[Segmentation labeling listing]
========================================
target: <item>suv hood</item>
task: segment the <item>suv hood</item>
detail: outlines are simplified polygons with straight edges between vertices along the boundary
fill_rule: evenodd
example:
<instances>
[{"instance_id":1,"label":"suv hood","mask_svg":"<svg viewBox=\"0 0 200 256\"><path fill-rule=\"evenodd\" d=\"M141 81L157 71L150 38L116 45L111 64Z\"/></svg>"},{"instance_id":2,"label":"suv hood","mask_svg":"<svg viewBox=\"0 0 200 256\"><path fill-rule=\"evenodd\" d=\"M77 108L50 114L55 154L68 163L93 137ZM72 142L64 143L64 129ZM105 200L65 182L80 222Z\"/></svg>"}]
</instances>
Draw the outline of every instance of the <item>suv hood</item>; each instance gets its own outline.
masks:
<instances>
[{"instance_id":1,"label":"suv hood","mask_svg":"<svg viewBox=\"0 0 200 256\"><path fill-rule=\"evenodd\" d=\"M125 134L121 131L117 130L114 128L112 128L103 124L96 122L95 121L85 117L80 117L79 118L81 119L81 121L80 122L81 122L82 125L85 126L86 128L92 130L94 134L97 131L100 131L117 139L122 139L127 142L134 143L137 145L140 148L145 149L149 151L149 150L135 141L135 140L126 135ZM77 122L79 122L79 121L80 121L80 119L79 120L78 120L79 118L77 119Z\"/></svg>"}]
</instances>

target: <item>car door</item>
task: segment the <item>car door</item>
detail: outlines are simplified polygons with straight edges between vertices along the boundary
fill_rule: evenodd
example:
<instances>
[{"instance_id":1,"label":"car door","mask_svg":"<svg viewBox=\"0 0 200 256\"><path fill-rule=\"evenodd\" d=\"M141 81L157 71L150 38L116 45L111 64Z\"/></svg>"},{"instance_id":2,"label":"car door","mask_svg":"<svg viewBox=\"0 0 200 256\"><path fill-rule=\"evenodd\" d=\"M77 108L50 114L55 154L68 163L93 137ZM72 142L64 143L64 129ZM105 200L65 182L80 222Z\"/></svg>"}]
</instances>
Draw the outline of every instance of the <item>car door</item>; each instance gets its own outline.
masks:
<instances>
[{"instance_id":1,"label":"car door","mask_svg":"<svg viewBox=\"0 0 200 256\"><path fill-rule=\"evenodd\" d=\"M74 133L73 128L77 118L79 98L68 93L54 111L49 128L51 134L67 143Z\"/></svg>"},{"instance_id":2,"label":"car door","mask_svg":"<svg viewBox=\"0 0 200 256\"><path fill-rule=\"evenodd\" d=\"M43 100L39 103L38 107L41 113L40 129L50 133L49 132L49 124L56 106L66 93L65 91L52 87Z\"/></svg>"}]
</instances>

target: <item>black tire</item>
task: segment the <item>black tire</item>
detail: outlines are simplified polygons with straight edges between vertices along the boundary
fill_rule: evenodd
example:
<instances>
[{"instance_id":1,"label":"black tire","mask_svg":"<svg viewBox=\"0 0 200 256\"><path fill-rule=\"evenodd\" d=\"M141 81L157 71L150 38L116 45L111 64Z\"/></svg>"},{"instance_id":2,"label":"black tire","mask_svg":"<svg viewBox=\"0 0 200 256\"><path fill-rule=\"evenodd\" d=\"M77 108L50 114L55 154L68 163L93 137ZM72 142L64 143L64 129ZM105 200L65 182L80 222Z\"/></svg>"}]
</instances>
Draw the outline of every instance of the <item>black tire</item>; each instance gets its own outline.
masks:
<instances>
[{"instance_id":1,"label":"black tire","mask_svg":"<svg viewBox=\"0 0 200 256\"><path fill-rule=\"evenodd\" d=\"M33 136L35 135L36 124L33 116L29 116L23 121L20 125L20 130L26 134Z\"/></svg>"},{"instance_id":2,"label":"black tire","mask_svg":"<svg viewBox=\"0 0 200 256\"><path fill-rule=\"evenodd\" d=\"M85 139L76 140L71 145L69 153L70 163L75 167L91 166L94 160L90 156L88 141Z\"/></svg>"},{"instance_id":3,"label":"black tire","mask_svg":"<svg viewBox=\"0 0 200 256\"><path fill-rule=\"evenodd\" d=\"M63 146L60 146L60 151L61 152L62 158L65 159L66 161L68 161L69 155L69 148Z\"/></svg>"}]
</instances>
========================================
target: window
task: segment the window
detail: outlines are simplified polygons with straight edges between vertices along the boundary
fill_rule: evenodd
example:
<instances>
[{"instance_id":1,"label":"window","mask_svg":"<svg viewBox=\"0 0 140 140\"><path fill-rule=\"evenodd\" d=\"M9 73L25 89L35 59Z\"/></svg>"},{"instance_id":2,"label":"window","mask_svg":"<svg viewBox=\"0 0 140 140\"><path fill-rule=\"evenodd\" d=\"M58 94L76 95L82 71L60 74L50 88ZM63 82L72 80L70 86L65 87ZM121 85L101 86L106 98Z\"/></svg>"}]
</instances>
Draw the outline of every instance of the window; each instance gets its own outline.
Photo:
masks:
========================================
◆ DIRECTIONS:
Count the lines in the listing above that contain the string "target". Give only the number.

◆ TASK SOLUTION:
4